◆ PASSAGE PROVIDED:
— start —

# Dump.tmp files



## newconroer (Oct 30, 2008)

Are these entirely necessary? After enough time, they start to build up on your harddisk.

Any downside to removing them manually?


----------



## El Fiendo (Oct 30, 2008)

As far as I know, and how I've handled them in the past, delete them. They are .tmp (temporary) and its yet to affect my computer stability. I think you're probably safe.


----------



## Steevo (Oct 30, 2008)

Use ccleaner to remove all the excess buildup of crap.


And the extention .tmp signifies a temporary file, and dump is a program debug dump or a crash dump. If it is a crash, look in it and see what program is causing it and ether fix it, uninstall it or learn to live with it.


----------



## El Fiendo (Oct 30, 2008)

I'm pretty sure I've found CCleaner overlooks these files. I'm not sure why but they are safe to delete.


----------



## newconroer (Oct 30, 2008)

Yes, I'm familiar with what they are, but I was curious if Vista used them re-actively.

CCleaner does not seem to find all of them.

— end —

Records:

— start —

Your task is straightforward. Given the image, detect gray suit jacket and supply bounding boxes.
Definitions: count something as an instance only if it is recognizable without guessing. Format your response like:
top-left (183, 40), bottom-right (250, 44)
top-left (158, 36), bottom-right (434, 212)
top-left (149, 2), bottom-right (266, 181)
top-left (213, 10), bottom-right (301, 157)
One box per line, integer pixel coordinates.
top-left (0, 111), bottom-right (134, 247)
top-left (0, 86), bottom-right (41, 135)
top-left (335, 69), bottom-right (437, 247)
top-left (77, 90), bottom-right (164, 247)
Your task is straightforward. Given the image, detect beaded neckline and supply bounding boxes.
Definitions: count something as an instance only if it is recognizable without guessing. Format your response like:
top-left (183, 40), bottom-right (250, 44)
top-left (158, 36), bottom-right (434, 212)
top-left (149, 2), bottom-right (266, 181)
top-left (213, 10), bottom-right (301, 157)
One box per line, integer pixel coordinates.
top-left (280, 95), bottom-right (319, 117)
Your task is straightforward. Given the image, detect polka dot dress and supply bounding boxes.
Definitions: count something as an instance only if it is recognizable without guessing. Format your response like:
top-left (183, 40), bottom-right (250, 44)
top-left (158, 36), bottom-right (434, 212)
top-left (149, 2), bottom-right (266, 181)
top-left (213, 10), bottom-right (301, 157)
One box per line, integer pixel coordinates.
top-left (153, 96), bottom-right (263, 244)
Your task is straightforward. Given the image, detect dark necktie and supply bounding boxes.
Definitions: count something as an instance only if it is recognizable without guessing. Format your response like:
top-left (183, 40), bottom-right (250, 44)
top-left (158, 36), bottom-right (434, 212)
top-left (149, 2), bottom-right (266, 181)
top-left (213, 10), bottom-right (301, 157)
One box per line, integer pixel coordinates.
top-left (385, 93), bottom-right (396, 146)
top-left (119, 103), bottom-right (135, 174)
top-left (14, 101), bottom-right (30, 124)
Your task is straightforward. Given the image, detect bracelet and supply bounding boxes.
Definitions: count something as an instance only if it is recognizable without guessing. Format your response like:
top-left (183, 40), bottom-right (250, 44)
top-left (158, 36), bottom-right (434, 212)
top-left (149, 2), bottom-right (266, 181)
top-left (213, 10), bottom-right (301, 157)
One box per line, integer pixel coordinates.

— end —

◆ EXERCISE TASK 1: Reproduce the part of the Dump.tmp files thread starting at "Any downside to" and ending at "you're probably safe.".
◆ EXERCISE TASK 2: In the Dump.tmp files thread, what does Steevo say "dump" in the file name signifies?

◆ FULL OUTPUT 1:
Any downside to removing them manually?


----------



## El Fiendo (Oct 30, 2008)

As far as I know, and how I've handled them in the past, delete them. They are .tmp (temporary) and its yet to affect my computer stability. I think you're probably safe.

◆ FULL OUTPUT 2: A program debug dump or a crash dump.